_Boundary annotation listing_.
** START **

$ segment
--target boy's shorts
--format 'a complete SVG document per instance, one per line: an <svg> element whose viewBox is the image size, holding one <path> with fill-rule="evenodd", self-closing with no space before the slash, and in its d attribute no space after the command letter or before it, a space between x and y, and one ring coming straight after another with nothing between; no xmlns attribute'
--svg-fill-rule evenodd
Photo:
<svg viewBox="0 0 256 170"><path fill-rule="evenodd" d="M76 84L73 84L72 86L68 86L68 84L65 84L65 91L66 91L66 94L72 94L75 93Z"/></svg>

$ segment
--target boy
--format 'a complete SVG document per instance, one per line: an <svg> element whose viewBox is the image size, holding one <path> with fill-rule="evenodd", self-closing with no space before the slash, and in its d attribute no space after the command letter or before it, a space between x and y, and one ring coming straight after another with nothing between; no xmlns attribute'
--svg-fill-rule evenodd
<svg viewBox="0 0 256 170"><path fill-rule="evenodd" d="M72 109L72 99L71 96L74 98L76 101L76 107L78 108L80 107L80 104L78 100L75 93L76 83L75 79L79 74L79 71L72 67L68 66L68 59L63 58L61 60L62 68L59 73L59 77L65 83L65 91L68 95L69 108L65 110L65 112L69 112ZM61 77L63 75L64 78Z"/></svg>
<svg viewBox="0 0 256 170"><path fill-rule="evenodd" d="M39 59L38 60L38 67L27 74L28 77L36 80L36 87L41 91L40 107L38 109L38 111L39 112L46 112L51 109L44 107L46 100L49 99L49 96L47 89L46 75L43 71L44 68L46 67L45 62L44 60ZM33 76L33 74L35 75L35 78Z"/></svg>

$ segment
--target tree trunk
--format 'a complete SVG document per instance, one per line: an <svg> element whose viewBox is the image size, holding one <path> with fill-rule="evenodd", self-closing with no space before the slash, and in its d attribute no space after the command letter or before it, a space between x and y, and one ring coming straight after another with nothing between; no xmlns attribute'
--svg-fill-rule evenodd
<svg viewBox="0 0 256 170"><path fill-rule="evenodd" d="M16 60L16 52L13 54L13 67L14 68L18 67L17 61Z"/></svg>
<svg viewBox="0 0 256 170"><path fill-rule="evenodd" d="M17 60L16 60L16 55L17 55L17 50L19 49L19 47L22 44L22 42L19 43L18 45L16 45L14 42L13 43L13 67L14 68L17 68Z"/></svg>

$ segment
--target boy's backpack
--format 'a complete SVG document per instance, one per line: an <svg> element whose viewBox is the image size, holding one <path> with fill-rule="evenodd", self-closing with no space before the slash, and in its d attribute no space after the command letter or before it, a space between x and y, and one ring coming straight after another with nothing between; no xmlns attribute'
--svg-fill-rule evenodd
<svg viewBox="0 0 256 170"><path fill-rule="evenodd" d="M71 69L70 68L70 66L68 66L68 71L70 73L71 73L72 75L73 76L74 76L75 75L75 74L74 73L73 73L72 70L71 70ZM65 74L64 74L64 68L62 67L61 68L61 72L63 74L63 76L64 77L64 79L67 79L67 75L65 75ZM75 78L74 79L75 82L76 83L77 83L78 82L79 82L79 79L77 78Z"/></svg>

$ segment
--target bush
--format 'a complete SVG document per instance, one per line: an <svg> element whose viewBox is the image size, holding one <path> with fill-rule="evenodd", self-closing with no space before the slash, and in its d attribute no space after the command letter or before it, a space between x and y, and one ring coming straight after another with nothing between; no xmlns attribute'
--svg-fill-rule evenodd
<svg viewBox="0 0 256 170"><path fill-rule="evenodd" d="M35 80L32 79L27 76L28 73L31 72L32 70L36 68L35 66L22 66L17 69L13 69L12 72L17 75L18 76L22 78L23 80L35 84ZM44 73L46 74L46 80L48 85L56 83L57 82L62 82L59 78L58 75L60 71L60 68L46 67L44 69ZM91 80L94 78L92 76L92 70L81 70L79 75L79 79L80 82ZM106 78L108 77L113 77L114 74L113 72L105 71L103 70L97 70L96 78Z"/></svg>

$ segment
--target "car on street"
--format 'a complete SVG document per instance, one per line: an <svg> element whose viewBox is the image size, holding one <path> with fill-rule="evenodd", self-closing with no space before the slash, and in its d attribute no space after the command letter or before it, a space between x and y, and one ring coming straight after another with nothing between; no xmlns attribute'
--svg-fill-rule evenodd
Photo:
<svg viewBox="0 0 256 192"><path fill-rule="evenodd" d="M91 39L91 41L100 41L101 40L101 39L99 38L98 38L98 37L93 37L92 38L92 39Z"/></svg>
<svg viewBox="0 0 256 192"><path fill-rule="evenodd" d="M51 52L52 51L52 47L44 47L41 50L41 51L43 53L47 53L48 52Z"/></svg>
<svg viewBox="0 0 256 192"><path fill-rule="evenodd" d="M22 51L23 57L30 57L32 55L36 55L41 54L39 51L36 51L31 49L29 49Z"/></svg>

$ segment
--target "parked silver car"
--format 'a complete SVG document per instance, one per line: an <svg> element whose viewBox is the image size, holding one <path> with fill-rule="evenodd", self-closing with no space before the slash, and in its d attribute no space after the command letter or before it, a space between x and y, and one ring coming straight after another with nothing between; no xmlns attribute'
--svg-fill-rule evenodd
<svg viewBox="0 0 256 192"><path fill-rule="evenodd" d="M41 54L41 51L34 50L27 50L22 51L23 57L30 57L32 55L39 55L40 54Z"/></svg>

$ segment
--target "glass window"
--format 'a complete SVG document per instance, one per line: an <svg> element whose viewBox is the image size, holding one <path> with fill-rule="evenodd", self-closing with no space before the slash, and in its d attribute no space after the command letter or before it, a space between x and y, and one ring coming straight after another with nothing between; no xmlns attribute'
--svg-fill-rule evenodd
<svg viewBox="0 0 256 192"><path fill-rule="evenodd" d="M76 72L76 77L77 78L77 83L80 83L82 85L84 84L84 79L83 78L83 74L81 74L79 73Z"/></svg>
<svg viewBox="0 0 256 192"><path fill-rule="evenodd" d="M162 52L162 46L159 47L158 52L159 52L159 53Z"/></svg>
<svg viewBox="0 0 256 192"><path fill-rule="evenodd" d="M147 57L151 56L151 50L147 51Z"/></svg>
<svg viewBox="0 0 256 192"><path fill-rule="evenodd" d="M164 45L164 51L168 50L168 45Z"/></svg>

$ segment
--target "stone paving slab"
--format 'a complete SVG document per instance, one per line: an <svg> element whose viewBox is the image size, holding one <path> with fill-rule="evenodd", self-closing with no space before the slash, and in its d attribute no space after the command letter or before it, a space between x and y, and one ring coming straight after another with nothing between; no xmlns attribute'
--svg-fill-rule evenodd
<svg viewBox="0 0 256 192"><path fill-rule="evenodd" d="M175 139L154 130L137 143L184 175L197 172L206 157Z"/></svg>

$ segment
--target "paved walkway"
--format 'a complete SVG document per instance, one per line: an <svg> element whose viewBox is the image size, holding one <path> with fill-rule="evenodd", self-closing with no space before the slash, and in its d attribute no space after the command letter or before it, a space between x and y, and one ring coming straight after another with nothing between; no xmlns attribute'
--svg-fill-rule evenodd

** END **

_WHAT IS BEING ASKED_.
Please rewrite the listing above, swapping every "tree trunk" for "tree stem" and keeping everything else the same.

_RESPONSE FOR THIS EXERCISE_.
$ segment
--target boy's shorts
--format 'a complete SVG document per instance, one per line: an <svg> element whose viewBox is the image size, holding one <path> with fill-rule="evenodd", self-closing with no space before the slash, and in its d attribute no space after the command letter or before it, a space between x and y, and one ring coming straight after another with nothing between; no xmlns attribute'
--svg-fill-rule evenodd
Photo:
<svg viewBox="0 0 256 170"><path fill-rule="evenodd" d="M76 84L73 84L72 86L68 86L68 84L65 84L65 91L66 91L66 94L72 94L75 93Z"/></svg>

$ segment
--target boy
--format 'a complete SVG document per instance, one per line: an <svg> element whose viewBox is the image size, holding one <path> with fill-rule="evenodd", self-closing with no space before the slash, and in its d attribute no space after the command letter or before it, a space between x and y, and one ring coming straight after another with nothing between; no xmlns attribute'
--svg-fill-rule evenodd
<svg viewBox="0 0 256 170"><path fill-rule="evenodd" d="M72 109L72 99L71 96L74 98L76 101L76 107L78 108L80 107L80 104L78 100L75 93L76 83L75 79L79 74L79 71L72 67L68 66L68 59L63 58L61 60L62 68L59 73L59 77L65 83L65 91L68 95L69 108L65 110L65 112L69 112ZM61 77L63 75L64 78Z"/></svg>
<svg viewBox="0 0 256 170"><path fill-rule="evenodd" d="M39 59L38 60L38 67L27 74L28 77L36 80L36 87L41 91L40 107L38 109L38 111L39 112L46 112L51 109L44 107L46 100L49 99L49 96L47 89L46 75L43 71L44 68L46 67L45 62L44 60ZM33 76L33 74L35 75L35 78Z"/></svg>

$ segment
--target tree stem
--format 'a complete SVG document per instance, one per line: an <svg> element whose viewBox is the image size, holding one <path> with fill-rule="evenodd", self-closing with no space before the slash, and in its d attribute no space after the command letter or before it, a space between x and y, and one ring coming straight after another with nothing between; no xmlns attribute'
--svg-fill-rule evenodd
<svg viewBox="0 0 256 170"><path fill-rule="evenodd" d="M16 60L16 52L13 54L13 67L14 68L18 67L17 61Z"/></svg>
<svg viewBox="0 0 256 170"><path fill-rule="evenodd" d="M17 60L16 60L16 55L17 55L17 50L19 49L19 47L22 44L22 42L19 43L18 45L16 45L14 42L13 43L13 67L14 68L17 68Z"/></svg>

$ segment
--target boy's backpack
--format 'a complete SVG document per instance, one per line: an <svg> element whose viewBox is the image size, holding one <path> with fill-rule="evenodd", self-closing with no space before the slash, and in its d attribute no space after the command letter or before it, a space between x and y, and one ring coming straight after another with nothing between; no xmlns attribute'
--svg-fill-rule evenodd
<svg viewBox="0 0 256 170"><path fill-rule="evenodd" d="M71 69L70 68L70 66L68 66L68 71L70 73L71 73L72 75L73 76L74 76L75 75L75 74L74 73L73 73L72 70L71 70ZM65 74L64 74L64 68L62 67L61 68L61 72L63 74L63 76L64 77L64 79L67 79L67 75L65 75ZM75 78L74 79L75 82L76 83L77 83L78 82L79 82L79 79L77 78Z"/></svg>

$ segment
--target bush
--format 'a complete SVG document per instance, one per line: an <svg> element whose viewBox is the image size, holding one <path> with fill-rule="evenodd", self-closing with no space before the slash, and in its d attribute no space after the command letter or before it, a space between x and y, and one ring coming straight after another with nothing between; no xmlns attribute'
--svg-fill-rule evenodd
<svg viewBox="0 0 256 170"><path fill-rule="evenodd" d="M35 80L32 79L27 76L28 73L31 72L32 70L36 68L35 66L22 66L17 69L13 69L12 72L17 75L18 76L22 78L23 80L35 84ZM44 73L46 74L46 80L48 85L56 83L57 82L62 82L59 78L58 75L60 71L60 68L46 67L44 69ZM91 80L94 78L92 76L92 70L81 70L79 75L79 79L80 82ZM106 78L108 77L113 77L114 74L113 72L105 71L103 70L97 70L96 78Z"/></svg>

$ segment
--target "car on street"
--format 'a complete SVG document per instance, one per line: an <svg> element whose viewBox is the image size, holding one <path> with fill-rule="evenodd", self-closing with no space before the slash, and in its d attribute no space after the command letter or before it, a space between x and y, and one ring coming straight after another with nothing between; no xmlns attribute'
--svg-fill-rule evenodd
Photo:
<svg viewBox="0 0 256 192"><path fill-rule="evenodd" d="M91 39L91 41L100 41L101 40L101 39L99 38L98 38L98 37L93 37L92 38L92 39Z"/></svg>
<svg viewBox="0 0 256 192"><path fill-rule="evenodd" d="M51 52L52 51L52 47L44 47L41 50L41 51L43 53L47 53L48 52Z"/></svg>
<svg viewBox="0 0 256 192"><path fill-rule="evenodd" d="M22 51L23 57L30 57L32 55L36 55L41 54L39 51L36 51L31 49L29 49Z"/></svg>

$ segment
--target "parked silver car"
--format 'a complete SVG document per instance, one per line: an <svg> element whose viewBox is the image size, holding one <path> with fill-rule="evenodd", self-closing with no space before the slash, and in its d attribute no space after the command letter or before it, a space between x and y, and one ring coming straight after another with nothing between; no xmlns attribute'
--svg-fill-rule evenodd
<svg viewBox="0 0 256 192"><path fill-rule="evenodd" d="M41 54L41 51L34 50L27 50L22 51L23 57L30 57L32 55L39 55L40 54Z"/></svg>

$ segment
--target "glass window"
--format 'a complete SVG document per instance, one per line: an <svg> element whose viewBox is the image size, holding one <path> with fill-rule="evenodd", self-closing with no space before the slash, and in its d attribute no space after the command letter or before it, a space between x and y, and one ring coming straight after another with nothing between; no xmlns attribute'
--svg-fill-rule evenodd
<svg viewBox="0 0 256 192"><path fill-rule="evenodd" d="M76 72L76 77L77 78L77 83L80 83L82 85L84 84L84 79L83 78L83 74L81 74L79 73Z"/></svg>
<svg viewBox="0 0 256 192"><path fill-rule="evenodd" d="M162 52L162 46L159 47L158 52L159 52L159 53Z"/></svg>
<svg viewBox="0 0 256 192"><path fill-rule="evenodd" d="M147 57L151 56L151 50L147 51Z"/></svg>
<svg viewBox="0 0 256 192"><path fill-rule="evenodd" d="M164 45L164 51L168 50L168 45Z"/></svg>

$ segment
--target "stone paving slab"
--format 'a complete SVG document per instance, one per line: an <svg> element whose viewBox is the image size, holding one <path> with fill-rule="evenodd", self-closing with no space before the slash, and in its d attribute no space after the command letter or before it, a space between x and y, and one ring coming straight after another with nothing between; no xmlns attribute'
--svg-fill-rule evenodd
<svg viewBox="0 0 256 192"><path fill-rule="evenodd" d="M175 139L154 130L137 143L184 175L197 172L206 157Z"/></svg>

$ segment
--target "paved walkway"
--format 'a complete SVG document per instance, one per line: an <svg> element whose viewBox is the image size, holding one <path> with fill-rule="evenodd", self-closing with no space before the slash, and in its d attribute no space after the command letter or before it, a space between x and y, and one ring coming straight after another with nothing between; no xmlns attribute'
--svg-fill-rule evenodd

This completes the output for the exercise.